>>

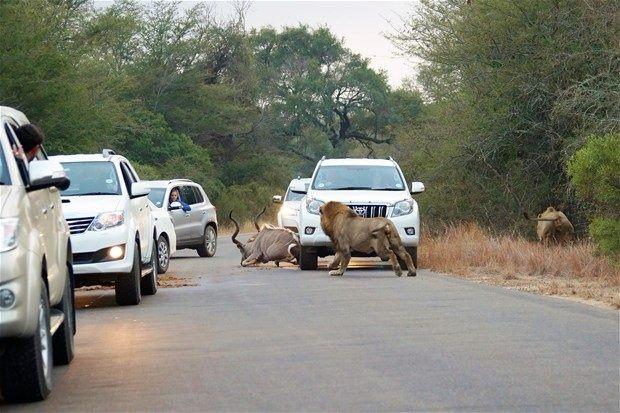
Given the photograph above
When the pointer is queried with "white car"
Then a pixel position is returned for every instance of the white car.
(193, 215)
(287, 215)
(112, 229)
(37, 314)
(371, 187)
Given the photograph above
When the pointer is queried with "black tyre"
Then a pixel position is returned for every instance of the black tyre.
(308, 259)
(26, 365)
(209, 243)
(148, 283)
(127, 287)
(64, 347)
(413, 251)
(163, 255)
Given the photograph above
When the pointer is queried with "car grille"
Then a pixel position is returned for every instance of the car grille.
(79, 225)
(370, 211)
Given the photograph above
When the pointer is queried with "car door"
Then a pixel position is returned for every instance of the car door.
(181, 220)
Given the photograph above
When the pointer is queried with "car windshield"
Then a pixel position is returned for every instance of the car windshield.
(358, 177)
(5, 178)
(91, 178)
(157, 196)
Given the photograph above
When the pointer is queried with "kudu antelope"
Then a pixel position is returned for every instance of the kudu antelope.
(269, 244)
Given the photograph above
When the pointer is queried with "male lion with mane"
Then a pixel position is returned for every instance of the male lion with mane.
(348, 231)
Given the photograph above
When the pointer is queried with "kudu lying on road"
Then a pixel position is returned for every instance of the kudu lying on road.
(269, 244)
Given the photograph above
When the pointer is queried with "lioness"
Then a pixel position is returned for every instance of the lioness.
(348, 231)
(553, 227)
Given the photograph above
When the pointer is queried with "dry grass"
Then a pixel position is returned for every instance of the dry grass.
(571, 271)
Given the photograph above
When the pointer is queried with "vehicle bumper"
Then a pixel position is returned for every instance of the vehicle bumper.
(20, 272)
(93, 241)
(319, 239)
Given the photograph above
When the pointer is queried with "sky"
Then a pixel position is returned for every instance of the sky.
(361, 24)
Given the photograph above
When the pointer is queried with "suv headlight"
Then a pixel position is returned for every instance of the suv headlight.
(8, 233)
(107, 220)
(313, 205)
(403, 208)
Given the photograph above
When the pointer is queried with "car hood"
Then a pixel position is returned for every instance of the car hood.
(361, 197)
(91, 205)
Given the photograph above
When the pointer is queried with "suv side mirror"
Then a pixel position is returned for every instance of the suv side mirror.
(299, 187)
(174, 206)
(417, 187)
(46, 174)
(138, 189)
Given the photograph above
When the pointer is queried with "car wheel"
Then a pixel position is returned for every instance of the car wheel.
(413, 251)
(163, 255)
(148, 283)
(63, 343)
(209, 243)
(308, 259)
(127, 287)
(26, 366)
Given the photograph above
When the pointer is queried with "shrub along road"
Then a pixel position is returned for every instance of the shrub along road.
(261, 339)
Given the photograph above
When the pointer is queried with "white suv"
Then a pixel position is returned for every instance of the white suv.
(371, 187)
(112, 229)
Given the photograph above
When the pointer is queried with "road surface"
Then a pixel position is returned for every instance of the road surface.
(267, 339)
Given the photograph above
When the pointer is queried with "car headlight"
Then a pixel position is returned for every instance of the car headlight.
(107, 220)
(8, 233)
(403, 208)
(313, 206)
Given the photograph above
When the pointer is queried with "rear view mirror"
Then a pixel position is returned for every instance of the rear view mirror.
(417, 187)
(174, 206)
(46, 174)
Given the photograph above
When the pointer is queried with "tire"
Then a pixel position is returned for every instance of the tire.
(63, 343)
(209, 242)
(148, 283)
(413, 251)
(127, 286)
(163, 255)
(308, 259)
(26, 366)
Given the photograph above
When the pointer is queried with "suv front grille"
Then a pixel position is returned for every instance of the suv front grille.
(79, 225)
(370, 211)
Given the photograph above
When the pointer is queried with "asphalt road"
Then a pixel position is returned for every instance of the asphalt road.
(267, 339)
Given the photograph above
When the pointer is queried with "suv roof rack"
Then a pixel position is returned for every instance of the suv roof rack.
(107, 153)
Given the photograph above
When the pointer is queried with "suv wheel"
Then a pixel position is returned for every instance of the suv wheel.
(209, 243)
(127, 286)
(163, 255)
(26, 373)
(63, 344)
(308, 259)
(413, 251)
(148, 284)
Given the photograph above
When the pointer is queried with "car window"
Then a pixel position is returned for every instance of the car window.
(344, 177)
(157, 196)
(187, 195)
(91, 178)
(197, 195)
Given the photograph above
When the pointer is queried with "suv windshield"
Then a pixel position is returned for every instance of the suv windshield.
(352, 177)
(5, 179)
(156, 196)
(91, 178)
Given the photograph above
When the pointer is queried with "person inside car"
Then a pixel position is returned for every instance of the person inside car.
(175, 196)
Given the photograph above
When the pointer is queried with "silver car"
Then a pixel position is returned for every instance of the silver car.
(193, 215)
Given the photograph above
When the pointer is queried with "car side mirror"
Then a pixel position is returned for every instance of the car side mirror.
(299, 188)
(47, 174)
(138, 189)
(417, 187)
(174, 206)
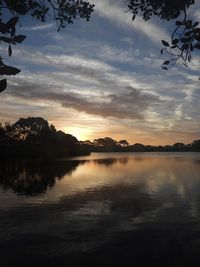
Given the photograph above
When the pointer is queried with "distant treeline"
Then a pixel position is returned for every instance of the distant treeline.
(33, 137)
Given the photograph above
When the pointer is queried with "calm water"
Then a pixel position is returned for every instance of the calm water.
(110, 209)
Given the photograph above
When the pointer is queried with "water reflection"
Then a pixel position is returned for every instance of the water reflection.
(33, 178)
(117, 211)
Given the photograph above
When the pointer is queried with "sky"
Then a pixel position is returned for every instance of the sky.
(104, 78)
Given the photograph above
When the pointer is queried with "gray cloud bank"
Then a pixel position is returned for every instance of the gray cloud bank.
(131, 103)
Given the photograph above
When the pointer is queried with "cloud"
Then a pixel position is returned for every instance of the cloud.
(131, 103)
(114, 11)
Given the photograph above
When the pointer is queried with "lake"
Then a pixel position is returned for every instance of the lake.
(106, 209)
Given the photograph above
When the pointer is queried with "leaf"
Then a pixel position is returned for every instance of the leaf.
(166, 62)
(7, 70)
(184, 46)
(3, 85)
(19, 38)
(12, 22)
(165, 43)
(178, 23)
(184, 40)
(9, 50)
(12, 31)
(5, 39)
(175, 41)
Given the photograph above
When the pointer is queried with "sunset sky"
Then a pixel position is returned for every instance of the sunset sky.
(104, 78)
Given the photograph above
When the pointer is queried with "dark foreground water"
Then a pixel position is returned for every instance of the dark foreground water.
(102, 210)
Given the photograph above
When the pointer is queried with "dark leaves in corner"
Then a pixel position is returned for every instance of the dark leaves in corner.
(3, 85)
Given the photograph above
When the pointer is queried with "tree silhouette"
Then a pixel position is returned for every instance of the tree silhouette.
(184, 39)
(63, 12)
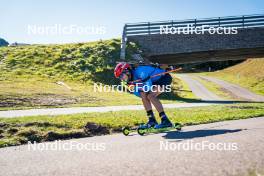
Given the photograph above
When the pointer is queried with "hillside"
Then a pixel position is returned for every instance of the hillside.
(3, 42)
(62, 75)
(249, 74)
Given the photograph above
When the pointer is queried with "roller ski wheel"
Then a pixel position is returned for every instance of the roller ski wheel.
(126, 131)
(141, 131)
(178, 126)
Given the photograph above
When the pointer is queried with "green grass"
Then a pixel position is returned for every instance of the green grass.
(215, 88)
(29, 76)
(36, 92)
(16, 131)
(248, 74)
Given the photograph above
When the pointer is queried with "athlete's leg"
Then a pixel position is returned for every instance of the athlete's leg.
(152, 96)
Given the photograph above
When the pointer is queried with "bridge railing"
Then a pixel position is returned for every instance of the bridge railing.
(147, 28)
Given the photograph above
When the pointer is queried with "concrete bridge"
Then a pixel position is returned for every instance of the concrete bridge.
(198, 40)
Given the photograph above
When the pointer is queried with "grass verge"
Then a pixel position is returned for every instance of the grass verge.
(16, 131)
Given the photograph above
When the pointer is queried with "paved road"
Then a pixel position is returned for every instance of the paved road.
(236, 90)
(60, 111)
(199, 89)
(141, 155)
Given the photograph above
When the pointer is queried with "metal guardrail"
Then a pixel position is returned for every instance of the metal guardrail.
(147, 28)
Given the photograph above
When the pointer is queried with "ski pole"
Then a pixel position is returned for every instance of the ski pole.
(163, 73)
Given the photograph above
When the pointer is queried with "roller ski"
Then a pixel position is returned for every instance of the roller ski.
(150, 128)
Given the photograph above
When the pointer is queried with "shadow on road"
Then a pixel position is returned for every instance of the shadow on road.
(182, 135)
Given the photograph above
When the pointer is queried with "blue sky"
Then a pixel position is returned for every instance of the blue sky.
(17, 15)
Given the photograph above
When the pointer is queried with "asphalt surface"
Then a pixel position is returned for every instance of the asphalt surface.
(241, 152)
(76, 110)
(199, 89)
(236, 90)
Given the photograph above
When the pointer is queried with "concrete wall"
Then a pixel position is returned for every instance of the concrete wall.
(181, 48)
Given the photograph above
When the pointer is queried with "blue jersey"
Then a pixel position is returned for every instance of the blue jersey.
(143, 73)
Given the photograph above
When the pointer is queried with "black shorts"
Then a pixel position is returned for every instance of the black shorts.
(164, 80)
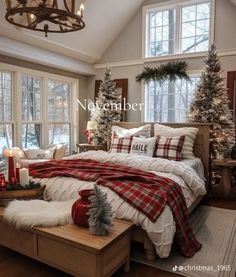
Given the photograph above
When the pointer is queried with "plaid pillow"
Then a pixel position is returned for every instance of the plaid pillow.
(169, 148)
(121, 145)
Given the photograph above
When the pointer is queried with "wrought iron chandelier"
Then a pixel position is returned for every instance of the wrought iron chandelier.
(48, 16)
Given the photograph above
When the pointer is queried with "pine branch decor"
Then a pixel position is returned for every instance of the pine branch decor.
(108, 96)
(169, 71)
(100, 213)
(210, 105)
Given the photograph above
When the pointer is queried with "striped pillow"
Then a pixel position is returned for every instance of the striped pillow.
(121, 145)
(169, 148)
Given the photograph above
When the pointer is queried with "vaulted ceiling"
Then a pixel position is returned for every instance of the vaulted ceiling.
(104, 21)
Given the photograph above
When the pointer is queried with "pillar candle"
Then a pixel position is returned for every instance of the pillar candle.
(24, 176)
(18, 172)
(11, 169)
(2, 182)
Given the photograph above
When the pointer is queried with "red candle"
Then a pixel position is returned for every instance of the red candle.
(11, 169)
(2, 182)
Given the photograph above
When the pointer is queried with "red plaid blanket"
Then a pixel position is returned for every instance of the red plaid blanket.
(145, 191)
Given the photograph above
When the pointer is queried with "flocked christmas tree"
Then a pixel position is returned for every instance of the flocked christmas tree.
(107, 108)
(210, 105)
(100, 213)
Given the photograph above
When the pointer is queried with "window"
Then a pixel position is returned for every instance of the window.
(177, 29)
(162, 33)
(31, 112)
(59, 112)
(6, 122)
(169, 101)
(36, 109)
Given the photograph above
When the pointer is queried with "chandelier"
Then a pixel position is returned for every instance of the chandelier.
(48, 16)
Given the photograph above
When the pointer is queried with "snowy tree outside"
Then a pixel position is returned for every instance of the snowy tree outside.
(32, 110)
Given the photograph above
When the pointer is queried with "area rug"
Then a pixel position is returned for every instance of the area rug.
(216, 229)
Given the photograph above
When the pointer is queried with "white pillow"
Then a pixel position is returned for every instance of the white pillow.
(34, 154)
(143, 131)
(190, 134)
(143, 146)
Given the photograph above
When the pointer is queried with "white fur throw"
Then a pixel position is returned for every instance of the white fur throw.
(36, 213)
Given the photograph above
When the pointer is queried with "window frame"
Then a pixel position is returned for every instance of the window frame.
(17, 72)
(13, 93)
(178, 5)
(192, 74)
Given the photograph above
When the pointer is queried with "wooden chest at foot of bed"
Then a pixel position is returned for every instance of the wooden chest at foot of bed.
(71, 248)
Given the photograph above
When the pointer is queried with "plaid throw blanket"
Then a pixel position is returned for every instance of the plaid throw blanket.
(145, 191)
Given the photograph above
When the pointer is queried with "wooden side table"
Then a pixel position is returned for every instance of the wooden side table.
(24, 194)
(84, 147)
(225, 166)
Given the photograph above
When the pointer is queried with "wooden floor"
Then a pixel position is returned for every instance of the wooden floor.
(13, 264)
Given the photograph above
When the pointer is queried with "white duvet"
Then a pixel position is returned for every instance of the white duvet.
(160, 232)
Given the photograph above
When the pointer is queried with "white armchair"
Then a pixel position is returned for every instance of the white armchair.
(30, 156)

<<

__STATED GOAL__. Show each line of the entries above that contains the string "front", copied in full. Case counts.

__RESPONSE__.
When the pointer is queried with "suv front grille"
Then a pixel position is returned for every instance of the suv front grille.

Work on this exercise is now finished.